REQUIRED TASKS
A) Please write out everything in the Tonkonogy biography from "Early life and" down to "death in 1995.".
B) Summarize the Tonkonogy biography in two sentences.

==== PASSAGE TO READ ====

Eugene K. Tonkonogy (1905 – December 30, 2001) was an entrepreneur, lawyer, and owner of the island Marina Cay.

Early life and education
Tonkonogy was born in Brooklyn in 1905. His father was a lawyer and real-estate investor. He had nine siblings, including George T. Delacorte, Jr. and Gertrude Friedberg.

He completed an undergraduate degree at Cornell University, where he was an All-American in lacrosse. He was inducted into the senior honor society Sphinx Head. He later completed a law degree from Columbia University.

He married Ruth Horowitz in 1935. They remained married for 60 years until her death in 1995.

Career
Tonkonogy worked for his father-in-law's insurance brokerage firm but later took an interest in real estate. He specialized in lining up investment properties with wealthy investors, which resulting in property developments in East Hampton in the 1940s and 1950s.

==== SUPPLIED INFORMATION ====

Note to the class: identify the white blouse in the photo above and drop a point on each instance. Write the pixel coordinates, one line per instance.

====

SOLUTIONS BY TASK
A)
Early life and education
Tonkonogy was born in Brooklyn in 1905. His father was a lawyer and real-estate investor. He had nine siblings, including George T. Delacorte, Jr. and Gertrude Friedberg.

He completed an undergraduate degree at Cornell University, where he was an All-American in lacrosse. He was inducted into the senior honor society Sphinx Head. He later completed a law degree from Columbia University.

He married Ruth Horowitz in 1935. They remained married for 60 years until her death in 1995.

B) Eugene K. Tonkonogy, born in Brooklyn in 1905, was an entrepreneur, lawyer, and owner of the island Marina Cay who earned an undergraduate degree at Cornell University, where he was an All-American in lacrosse, and later a law degree from Columbia University. After working for his father-in-law's insurance brokerage firm, he took an interest in real estate and specialized in lining up investment properties with wealthy investors, work that led to property developments in East Hampton in the 1940s and 1950s.